_TEXTE À LIRE_.

L'édito de Pascal Boniface

Barack Obama a-t-il affaibli les États-Unis ?

Édito
15 octobre 2015
Le point de vue de Pascal Boniface

Les candidats démocrates à la primaire tentent tous de se démarquer d’Obama. Quant aux républicains, ils sont unanimes à l’attaquer pour avoir affaibli le leadership américain dans le monde. Qu’en est-il exactement ?


Création de l’État islamique, impuissance face à Bachar el-Assad, montée en puissance de la Chine, annexion de la Crimée par la Russie, incapacité à imposer la paix au Proche-Orient, Barack Obama est accusé d’absence de réaction et de faiblesse en politique étrangère.


En juin 2014, la chaîne Fox news dévoilait un sondage selon lequel 55 % des Américains estimaient que Barack Obama aurait affaibli les États-Unis. Les différents candidats républicains à la primaire l’accusent de mener une politique timorée et insistent sur la nécessité de restaurer un leadership américain mis à mal par l’actuel président.

_CONSIGNE 1_.
Selon le texte à lire, quelle proportion des Américains jugeait en juin 2014, d'après le sondage dévoilé par Fox News, que Barack Obama avait affaibli les États-Unis ?
_CONSIGNE 2_.
Recopiez le passage du texte à lire qui s'ouvre sur les mots « Barack Obama a-t-il » et se clôt sur « en politique étrangère. ».

_DONNÉES FOURNIES_.
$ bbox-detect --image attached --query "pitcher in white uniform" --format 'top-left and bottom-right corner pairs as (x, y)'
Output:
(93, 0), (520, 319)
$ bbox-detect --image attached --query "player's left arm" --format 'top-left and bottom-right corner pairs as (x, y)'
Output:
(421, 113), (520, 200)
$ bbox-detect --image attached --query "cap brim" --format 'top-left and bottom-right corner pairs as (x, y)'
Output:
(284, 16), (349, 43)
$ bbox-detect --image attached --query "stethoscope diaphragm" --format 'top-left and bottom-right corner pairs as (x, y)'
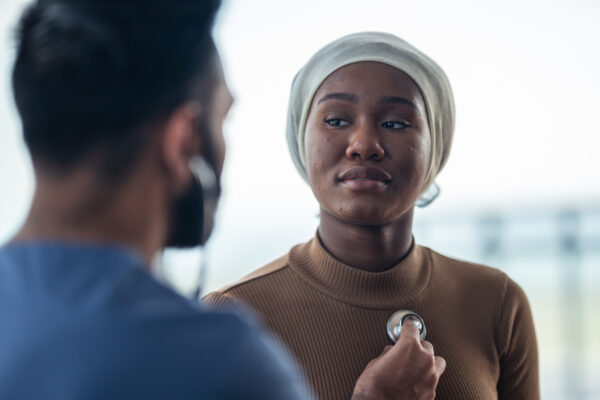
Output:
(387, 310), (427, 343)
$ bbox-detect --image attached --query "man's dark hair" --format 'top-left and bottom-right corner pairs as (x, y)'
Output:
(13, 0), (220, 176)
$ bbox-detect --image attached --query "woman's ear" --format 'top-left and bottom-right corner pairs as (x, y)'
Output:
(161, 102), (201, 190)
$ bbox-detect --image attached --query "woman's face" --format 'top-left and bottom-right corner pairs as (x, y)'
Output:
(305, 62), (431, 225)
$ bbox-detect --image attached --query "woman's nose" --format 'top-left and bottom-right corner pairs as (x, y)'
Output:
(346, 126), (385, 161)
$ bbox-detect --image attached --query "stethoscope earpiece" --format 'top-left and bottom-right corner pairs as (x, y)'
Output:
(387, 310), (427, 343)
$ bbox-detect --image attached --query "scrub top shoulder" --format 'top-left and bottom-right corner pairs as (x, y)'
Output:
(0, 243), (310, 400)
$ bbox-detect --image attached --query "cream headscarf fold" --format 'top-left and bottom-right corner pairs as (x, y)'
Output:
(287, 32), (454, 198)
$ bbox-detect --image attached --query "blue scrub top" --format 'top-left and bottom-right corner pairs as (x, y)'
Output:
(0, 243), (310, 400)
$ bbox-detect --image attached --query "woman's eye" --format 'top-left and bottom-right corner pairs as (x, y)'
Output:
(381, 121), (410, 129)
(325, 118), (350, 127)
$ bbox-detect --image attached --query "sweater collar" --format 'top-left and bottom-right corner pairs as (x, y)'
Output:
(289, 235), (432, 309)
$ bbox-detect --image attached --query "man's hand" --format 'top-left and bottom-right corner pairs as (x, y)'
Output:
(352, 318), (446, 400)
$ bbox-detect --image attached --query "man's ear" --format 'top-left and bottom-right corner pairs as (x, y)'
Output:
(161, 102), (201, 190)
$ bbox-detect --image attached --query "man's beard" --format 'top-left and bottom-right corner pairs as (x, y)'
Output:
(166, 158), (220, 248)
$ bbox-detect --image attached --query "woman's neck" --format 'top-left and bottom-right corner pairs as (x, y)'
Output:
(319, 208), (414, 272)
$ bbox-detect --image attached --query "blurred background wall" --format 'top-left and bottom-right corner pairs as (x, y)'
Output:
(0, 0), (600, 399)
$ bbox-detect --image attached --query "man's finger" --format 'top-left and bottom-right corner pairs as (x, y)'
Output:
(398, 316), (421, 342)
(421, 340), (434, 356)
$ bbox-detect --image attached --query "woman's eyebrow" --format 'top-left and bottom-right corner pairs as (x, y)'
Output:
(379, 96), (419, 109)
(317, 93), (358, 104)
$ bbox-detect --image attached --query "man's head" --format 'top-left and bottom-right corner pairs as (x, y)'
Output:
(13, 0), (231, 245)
--
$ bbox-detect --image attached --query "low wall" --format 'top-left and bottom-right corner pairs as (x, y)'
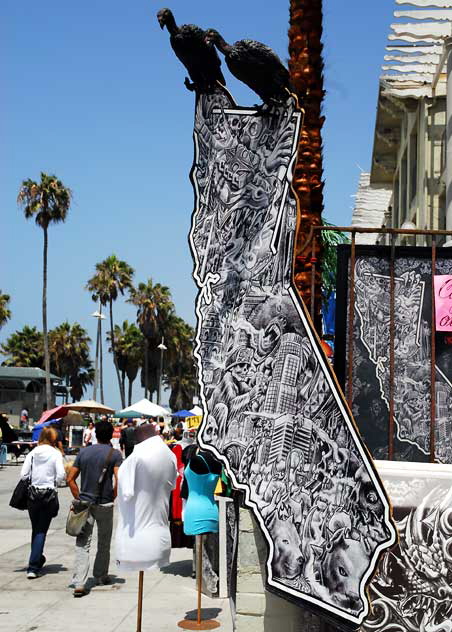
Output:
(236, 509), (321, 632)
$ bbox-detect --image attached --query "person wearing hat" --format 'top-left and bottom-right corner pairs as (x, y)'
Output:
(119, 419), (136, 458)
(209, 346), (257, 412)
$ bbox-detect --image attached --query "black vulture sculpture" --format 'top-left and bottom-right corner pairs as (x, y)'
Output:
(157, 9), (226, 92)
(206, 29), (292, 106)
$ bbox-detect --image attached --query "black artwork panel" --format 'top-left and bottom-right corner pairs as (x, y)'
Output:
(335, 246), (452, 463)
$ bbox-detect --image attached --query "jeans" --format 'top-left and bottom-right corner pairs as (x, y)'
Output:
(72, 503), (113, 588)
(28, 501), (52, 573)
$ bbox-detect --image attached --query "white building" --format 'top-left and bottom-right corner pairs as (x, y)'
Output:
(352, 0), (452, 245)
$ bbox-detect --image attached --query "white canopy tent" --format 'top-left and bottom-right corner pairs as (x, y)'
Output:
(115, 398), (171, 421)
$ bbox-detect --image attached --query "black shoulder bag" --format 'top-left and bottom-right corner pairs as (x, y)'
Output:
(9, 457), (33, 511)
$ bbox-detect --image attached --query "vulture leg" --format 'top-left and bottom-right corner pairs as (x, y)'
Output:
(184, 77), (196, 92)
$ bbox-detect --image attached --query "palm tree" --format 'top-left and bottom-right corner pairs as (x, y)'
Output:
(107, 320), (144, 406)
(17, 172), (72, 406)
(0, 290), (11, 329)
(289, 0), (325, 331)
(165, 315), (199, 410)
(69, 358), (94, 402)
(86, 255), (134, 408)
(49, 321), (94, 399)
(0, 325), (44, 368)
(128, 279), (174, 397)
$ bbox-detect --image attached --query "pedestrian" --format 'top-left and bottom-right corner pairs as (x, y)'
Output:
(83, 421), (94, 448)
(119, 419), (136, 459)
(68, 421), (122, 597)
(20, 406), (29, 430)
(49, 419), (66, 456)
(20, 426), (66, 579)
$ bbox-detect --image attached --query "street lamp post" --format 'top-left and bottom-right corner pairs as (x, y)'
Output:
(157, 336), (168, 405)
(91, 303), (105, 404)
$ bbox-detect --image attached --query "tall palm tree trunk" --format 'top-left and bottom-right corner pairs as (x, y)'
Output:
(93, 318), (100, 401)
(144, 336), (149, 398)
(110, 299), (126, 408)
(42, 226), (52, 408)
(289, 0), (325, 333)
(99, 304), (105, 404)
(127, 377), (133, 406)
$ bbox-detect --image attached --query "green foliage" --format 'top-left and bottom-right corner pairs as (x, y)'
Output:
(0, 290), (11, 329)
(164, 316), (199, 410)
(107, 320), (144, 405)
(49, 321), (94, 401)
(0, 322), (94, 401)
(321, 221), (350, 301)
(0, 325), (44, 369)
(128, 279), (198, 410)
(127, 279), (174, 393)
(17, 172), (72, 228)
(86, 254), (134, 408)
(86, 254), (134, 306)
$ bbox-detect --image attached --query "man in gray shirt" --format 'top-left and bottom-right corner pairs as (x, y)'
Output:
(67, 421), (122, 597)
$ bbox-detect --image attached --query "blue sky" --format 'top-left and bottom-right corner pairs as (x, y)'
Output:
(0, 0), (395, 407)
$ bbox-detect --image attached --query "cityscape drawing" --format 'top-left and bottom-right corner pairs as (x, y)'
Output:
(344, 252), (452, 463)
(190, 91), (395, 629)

_RÉPONSE COMPLÈTE 1_.
55 % des Américains.

_RÉPONSE COMPLÈTE 2_.
Barack Obama a-t-il affaibli les États-Unis ?

Édito
15 octobre 2015
Le point de vue de Pascal Boniface

Les candidats démocrates à la primaire tentent tous de se démarquer d’Obama. Quant aux républicains, ils sont unanimes à l’attaquer pour avoir affaibli le leadership américain dans le monde. Qu’en est-il exactement ?


Création de l’État islamique, impuissance face à Bachar el-Assad, montée en puissance de la Chine, annexion de la Crimée par la Russie, incapacité à imposer la paix au Proche-Orient, Barack Obama est accusé d’absence de réaction et de faiblesse en politique étrangère.